▶ Written request
Reproduce the items word for word, starting at the first line and stopping after the line that contains "point(582, 518)".

▶ Materials provided
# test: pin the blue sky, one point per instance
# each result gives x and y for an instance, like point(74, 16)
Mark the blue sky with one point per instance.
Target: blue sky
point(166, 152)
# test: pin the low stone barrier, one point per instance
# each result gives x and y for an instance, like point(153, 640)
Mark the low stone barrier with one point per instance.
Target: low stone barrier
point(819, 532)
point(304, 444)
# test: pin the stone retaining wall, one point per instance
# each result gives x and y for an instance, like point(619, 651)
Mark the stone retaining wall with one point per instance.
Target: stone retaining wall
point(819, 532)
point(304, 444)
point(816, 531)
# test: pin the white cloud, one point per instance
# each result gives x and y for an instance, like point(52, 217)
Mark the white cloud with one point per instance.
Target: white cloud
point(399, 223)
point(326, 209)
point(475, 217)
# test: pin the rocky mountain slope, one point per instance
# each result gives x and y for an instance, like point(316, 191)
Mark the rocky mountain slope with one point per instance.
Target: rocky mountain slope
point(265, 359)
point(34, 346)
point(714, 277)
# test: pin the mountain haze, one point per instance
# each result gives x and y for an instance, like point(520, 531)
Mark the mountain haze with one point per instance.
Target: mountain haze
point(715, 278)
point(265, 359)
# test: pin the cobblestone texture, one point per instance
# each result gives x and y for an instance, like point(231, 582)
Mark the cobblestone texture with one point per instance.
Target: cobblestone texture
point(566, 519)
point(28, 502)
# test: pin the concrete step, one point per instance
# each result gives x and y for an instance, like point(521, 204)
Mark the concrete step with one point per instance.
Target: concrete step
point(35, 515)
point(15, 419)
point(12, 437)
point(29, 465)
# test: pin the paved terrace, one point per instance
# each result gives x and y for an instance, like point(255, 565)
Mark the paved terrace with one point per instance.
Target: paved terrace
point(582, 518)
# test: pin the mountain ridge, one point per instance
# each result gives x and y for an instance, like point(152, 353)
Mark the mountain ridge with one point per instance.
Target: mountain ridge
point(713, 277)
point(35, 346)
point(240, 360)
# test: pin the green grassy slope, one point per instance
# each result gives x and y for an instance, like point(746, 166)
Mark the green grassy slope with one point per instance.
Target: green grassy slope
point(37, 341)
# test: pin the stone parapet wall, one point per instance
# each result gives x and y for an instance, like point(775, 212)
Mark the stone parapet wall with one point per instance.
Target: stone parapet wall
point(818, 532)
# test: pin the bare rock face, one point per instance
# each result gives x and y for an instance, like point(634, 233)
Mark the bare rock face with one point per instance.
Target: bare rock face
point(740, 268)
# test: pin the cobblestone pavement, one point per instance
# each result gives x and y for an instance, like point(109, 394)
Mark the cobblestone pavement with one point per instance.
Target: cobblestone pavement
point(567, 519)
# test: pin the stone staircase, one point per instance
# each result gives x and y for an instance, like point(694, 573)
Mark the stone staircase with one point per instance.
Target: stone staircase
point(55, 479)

▶ Reply
# test: pin the blue sky, one point per instance
# each result gives x and y for an instance, like point(74, 16)
Mark the blue sky with one point per instance.
Target: blue sky
point(166, 152)
# test: pin the low stone barrier, one point per instance
# each result gives x and y for an instance, like point(153, 640)
Mark the low stone barrier with one point per instance.
Target: low stone barrier
point(819, 532)
point(304, 444)
# test: pin the stone retaining wall, one point per instance
# each result gives x and y for an instance, like point(619, 651)
Mark the stone retaining wall with one point per instance.
Target: stone retaining wall
point(819, 532)
point(304, 444)
point(816, 531)
# test: pin the white cloud, one point per instance
# each result gives x and y for an instance, like point(52, 217)
Mark the white cloud with one point per instance.
Target: white cloud
point(399, 223)
point(326, 209)
point(475, 217)
# test: pin the rocky mountain slope, one point per instance
# each result gives x and y for an instance, like point(316, 191)
Mark the rocky mountain slope with one point per instance.
Target: rocky mountain slope
point(265, 359)
point(34, 346)
point(714, 277)
# test: pin the mountain haze, one point per instance
# each result gives x and y for an instance, like point(520, 531)
Mark the mountain haze with one point per instance.
Target: mountain haze
point(715, 278)
point(265, 359)
# test: pin the cobblestone texture, one point per instance
# each result gives x and y for an instance, like point(231, 582)
Mark the cobblestone texture with one point per instance.
Target: cobblestone texture
point(566, 519)
point(28, 502)
# test: pin the concrete step, one point per instance
# each result gives x and y for an instance, like point(521, 204)
Mark the concrete step with one point per instance.
Target: concrete step
point(35, 515)
point(15, 419)
point(12, 437)
point(29, 465)
# test: pin the paved terrace, one point per instance
# each result gives x and y for an instance, like point(255, 565)
Mark the paved terrace with one point per instance.
Target: paved terrace
point(582, 518)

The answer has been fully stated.